Under this line are the records; write out word for word the part that begins at the line containing "The service SHOULD locate every instance of the window" and ends at the line containing "Target: window with white frame", and no more.

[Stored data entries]

◆ ◆ ◆ ◆ ◆

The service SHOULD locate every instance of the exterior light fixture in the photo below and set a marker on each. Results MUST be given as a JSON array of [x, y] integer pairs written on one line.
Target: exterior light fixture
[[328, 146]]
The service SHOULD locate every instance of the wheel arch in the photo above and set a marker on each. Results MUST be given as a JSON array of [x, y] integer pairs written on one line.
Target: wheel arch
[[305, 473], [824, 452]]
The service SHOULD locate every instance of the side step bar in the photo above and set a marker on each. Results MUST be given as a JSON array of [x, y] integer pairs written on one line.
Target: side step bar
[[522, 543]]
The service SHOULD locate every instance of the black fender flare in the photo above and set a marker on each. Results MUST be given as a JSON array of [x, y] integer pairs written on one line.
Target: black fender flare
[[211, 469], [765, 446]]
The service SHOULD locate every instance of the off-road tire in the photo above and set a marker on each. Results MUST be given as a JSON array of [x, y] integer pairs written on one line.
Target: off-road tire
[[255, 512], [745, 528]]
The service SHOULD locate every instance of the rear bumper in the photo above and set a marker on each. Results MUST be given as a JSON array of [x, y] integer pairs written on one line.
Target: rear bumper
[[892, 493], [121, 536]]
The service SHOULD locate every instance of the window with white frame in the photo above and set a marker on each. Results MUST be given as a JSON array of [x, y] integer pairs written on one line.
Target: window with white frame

◆ ◆ ◆ ◆ ◆

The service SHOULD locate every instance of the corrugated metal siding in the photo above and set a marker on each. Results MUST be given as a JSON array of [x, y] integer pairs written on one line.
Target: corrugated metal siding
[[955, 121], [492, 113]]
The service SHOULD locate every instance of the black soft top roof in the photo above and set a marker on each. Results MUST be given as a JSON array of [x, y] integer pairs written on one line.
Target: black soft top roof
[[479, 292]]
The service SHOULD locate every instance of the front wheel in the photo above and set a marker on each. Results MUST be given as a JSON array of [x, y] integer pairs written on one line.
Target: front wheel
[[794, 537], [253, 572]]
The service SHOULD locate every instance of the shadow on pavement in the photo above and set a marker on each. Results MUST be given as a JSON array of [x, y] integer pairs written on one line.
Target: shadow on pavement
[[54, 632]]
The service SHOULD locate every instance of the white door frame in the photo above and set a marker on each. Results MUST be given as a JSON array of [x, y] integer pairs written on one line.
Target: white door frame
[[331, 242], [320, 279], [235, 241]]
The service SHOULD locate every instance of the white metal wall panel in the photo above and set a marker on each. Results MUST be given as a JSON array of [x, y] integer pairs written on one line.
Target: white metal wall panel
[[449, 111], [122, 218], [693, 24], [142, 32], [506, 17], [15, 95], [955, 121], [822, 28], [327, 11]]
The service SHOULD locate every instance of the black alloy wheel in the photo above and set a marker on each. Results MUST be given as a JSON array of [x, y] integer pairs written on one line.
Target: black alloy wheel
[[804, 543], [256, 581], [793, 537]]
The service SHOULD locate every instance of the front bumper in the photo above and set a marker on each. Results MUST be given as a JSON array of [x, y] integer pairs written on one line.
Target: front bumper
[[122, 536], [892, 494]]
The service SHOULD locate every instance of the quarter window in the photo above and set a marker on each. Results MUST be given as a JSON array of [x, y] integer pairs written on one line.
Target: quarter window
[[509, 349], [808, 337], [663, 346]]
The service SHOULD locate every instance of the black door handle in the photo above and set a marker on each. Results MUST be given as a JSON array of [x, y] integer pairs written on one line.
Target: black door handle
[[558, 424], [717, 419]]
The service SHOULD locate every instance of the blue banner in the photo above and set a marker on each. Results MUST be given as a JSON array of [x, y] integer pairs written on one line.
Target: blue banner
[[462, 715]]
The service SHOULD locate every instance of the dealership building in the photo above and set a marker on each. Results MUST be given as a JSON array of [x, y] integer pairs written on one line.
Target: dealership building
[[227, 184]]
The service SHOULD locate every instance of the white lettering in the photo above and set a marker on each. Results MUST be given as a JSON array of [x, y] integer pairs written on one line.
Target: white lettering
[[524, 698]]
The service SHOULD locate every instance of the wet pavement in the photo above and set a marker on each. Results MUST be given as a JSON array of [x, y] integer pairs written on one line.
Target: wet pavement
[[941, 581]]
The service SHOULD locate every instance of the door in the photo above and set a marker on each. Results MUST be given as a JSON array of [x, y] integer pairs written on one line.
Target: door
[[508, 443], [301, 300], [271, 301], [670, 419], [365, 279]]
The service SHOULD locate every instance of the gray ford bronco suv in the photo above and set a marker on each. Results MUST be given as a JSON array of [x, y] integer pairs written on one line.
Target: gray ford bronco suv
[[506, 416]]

◆ ◆ ◆ ◆ ◆

▶ RESPONSE FOR THIS EXERCISE
The service SHOULD locate every instance of the window with white frame in the photo above and set a marker on each. Results MUST be given as a JSON array of [x, y] integer pairs written on one line.
Target: window with white frame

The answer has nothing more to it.